Request: Rewrite the text of each row below with "tree" changed to "shrub" and everything else unchanged. Leave the pictures out.
<<<<
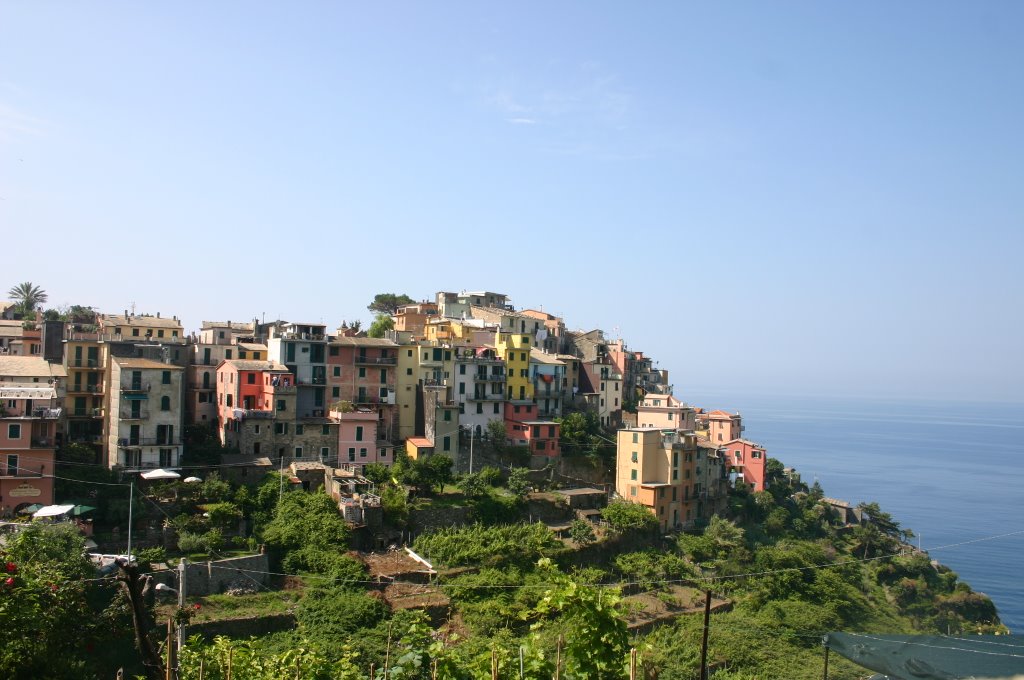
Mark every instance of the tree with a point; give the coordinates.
(582, 532)
(388, 303)
(518, 483)
(624, 516)
(381, 325)
(28, 296)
>>>>
Written answer:
Mark every instance of the shrub with a point; give the coordinates.
(582, 532)
(388, 303)
(518, 483)
(624, 516)
(381, 325)
(28, 296)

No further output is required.